TASK STATEMENT ::
Answer these questions from the agentic pod article:
1. How many agent roles does the article say it covers implementing in Codex CLI?
2. What does the Planner role produce?
3. Which role is the only one that talks directly to the user?

The Agentic Pod in Practice: Running Multiple Agent Roles in Your Team

8 minute read

Sketchnote: The Agentic Pod in Practice: Running Multiple Agent Roles in Your Team

The Agentic Pod in Practice: Running Multiple Agent Roles in Your Team

There is a tempting shortcut when you first discover Codex subagents: drop one very large prompt into the orchestrator and hope it handles planning, implementation, review, and validation itself. It rarely works well. A single agent context cannot simultaneously hold a complete architectural plan, the full implementation surface, a detached reviewer’s perspective, and a validator’s scepticism without collapsing into confused, low-quality output.¹

The industrial solution is role specialisation. The same principle that makes human engineering teams effective — distinct responsibilities, clear handoff points, no single person both writing and reviewing the same code — applies directly to agent teams. This article covers how to implement five well-defined agent roles in Codex CLI, how to assign models cost-effectively, and how to wire the handoffs between them.

The Five Roles

The roles described here follow the pattern established by mature multi-agent codebases and the emerging practitioner consensus in 2026:²

Role	Responsibility	Consumes	Produces
Orchestrator	Decomposes the goal, sequences work, enforces gates	User intent	Task manifest, spawn instructions
Planner	Converts a task into a detailed technical plan	Task spec	`plan.md` or structured JSON plan
Implementer	Executes the plan — writes, edits, runs commands	`plan.md`	Changed files, test results
Reviewer	Reads diffs and plan; checks correctness, security, and style	Diffs + plan	Review report, approve/reject signal
Validator	Runs the full test suite and CI checks independently	Codebase	Pass/fail signal with evidence

The Orchestrator is the only role that talks directly to the user. Every other role is internal to the pipeline. This separation prevents the common failure where an implementer starts second-guessing requirements mid-task or a reviewer inadvertently begins rewriting code it should only evaluate.

INFORMATION SUPPLIED ::

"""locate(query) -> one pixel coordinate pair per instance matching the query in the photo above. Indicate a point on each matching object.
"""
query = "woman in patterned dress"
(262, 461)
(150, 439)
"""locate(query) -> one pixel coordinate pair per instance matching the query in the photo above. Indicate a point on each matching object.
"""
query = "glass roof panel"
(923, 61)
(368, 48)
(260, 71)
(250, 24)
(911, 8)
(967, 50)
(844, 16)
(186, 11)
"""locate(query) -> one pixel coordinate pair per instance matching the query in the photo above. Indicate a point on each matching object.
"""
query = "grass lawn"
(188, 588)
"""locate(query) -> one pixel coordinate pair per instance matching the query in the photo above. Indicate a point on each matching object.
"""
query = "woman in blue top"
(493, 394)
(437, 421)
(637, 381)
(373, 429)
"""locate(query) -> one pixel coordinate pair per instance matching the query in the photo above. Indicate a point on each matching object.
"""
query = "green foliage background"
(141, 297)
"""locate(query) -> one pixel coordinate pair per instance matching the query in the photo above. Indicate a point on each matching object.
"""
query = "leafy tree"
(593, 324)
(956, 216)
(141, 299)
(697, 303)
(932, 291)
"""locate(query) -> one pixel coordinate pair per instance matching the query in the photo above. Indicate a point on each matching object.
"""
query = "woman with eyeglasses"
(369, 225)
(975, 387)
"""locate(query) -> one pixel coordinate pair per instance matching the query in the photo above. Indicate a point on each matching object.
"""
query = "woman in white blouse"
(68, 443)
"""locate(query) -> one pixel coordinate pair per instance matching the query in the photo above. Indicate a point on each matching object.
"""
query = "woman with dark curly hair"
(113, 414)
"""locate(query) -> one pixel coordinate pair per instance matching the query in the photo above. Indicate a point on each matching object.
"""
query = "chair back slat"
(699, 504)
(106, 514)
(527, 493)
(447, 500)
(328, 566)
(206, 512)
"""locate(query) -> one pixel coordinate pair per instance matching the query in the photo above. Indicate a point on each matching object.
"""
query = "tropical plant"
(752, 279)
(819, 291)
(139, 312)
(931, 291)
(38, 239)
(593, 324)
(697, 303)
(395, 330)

SOLVED EXERCISE ::
1. Five.
2. A `plan.md` or structured JSON plan.
3. The Orchestrator.